Given text:
8.4. Indemnification
Procedures. Promptly after receipt by a party entitled to
indemnification ("indemnified party") under this Article VIII of notice of
the
commencement of any action, if a claim in respect thereof is to be made by
the
indemnified party against any person obligated to provide indemnification under
this Article VIII ("indemnifying party"), such indemnified party will notify
the
indemnifying party in writing of the commencement thereof as soon as practicable
thereafter, provided that the omission to so notify the indemnifying party
will
not relieve it from any liability under this Article VIII, except to the extent
that the omission results in a failure of actual notice to the indemnifying
party and such indemnifying party is damaged solely as a result of the failure
to give such notice. The indemnifying party will be entitled to
participate in any such action and, to the extent that it may wish to, assume
the defense thereof, with counsel reasonably satisfactory to such indemnified
party, and after notice from the indemnifying party to such indemnified party
of
its election to assume the defense thereof, the indemnifying party will not
be
liable to such indemnified party under this section for
any legal or other expenses subsequently incurred by such indemnified party
in
connection with the defense thereof other than reasonable costs of investigation
unless (i) the indemnifying party and the indemnified party shall have mutually
agreed to the retention of such counsel or (ii) the named parties to any such
proceeding (including any impleaded parties) include both the indemnifying
party
and the indemnified party and representation of both parties by the same counsel
would be inappropriate due to actual or potential differing interests between
them. If the indemnifying party assumes the defense of any such
action, the indemnifying party shall not, without the prior written consent
of
the indemnified parties in such action, settle or compromise the liability
of
the indemnified parties in such action, or permit a default or consent to the
entry of any judgment in respect thereof unless in connection with
such settlement, compromise or consent, each indemnified party receives from
such claimant an unconditional release from all liability in respect of such
claim.

Information provided:
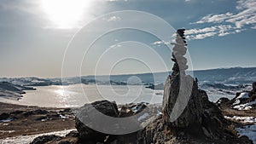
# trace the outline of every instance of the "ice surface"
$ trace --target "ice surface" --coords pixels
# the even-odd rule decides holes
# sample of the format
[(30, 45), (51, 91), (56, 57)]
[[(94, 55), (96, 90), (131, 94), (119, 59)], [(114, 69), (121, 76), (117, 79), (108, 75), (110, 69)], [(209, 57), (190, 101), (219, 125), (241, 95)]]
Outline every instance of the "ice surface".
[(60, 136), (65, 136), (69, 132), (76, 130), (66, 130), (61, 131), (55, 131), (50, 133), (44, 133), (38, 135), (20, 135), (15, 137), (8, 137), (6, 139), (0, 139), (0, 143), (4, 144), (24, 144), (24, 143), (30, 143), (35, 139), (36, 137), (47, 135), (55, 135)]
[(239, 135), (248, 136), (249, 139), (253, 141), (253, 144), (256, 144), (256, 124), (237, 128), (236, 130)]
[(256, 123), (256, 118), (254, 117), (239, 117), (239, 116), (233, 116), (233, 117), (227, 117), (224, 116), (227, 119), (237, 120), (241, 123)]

---

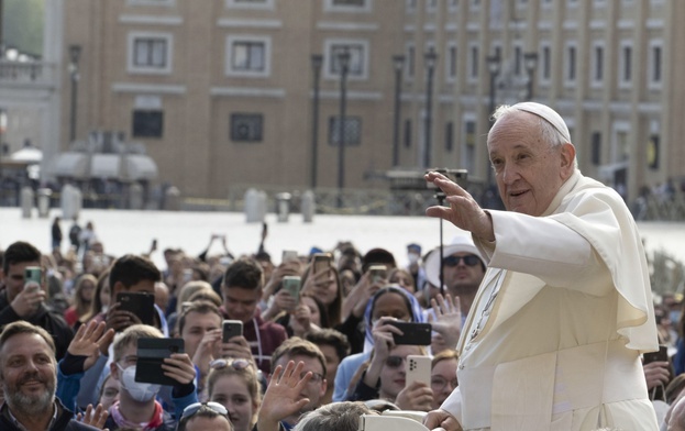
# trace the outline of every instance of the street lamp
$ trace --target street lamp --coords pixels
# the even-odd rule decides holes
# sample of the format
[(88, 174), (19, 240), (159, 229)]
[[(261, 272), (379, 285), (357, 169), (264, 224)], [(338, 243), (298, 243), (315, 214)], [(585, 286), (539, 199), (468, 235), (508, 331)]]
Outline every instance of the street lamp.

Given instruction:
Translate this sentence from the indemnification clause into Spanish: "If the indemnifying party assumes the defense of any such action, the indemnifying party shall not, without the prior written consent of the indemnified parties in such action, settle or compromise the liability of the indemnified parties in such action, or permit a default or consent to the entry of any judgment in respect thereof unless in connection with such settlement, compromise or consent, each indemnified party receives from such claimant an unconditional release from all liability in respect of such claim."

Completed task:
Si la parte indemnizadora asume la defensa de cualquier acción de ese tipo, la parte indemnizadora no podrá, sin el consentimiento previo por escrito de las partes indemnizadas en dicha acción, transigir o llegar a un acuerdo sobre la responsabilidad de las partes indemnizadas en dicha acción, ni permitir una rebeldía ni consentir que se dicte sentencia alguna al respecto, salvo que, en relación con dicha transacción, acuerdo o consentimiento, cada parte indemnizada reciba de dicho reclamante una liberación incondicional de toda responsabilidad respecto de dicha reclamación.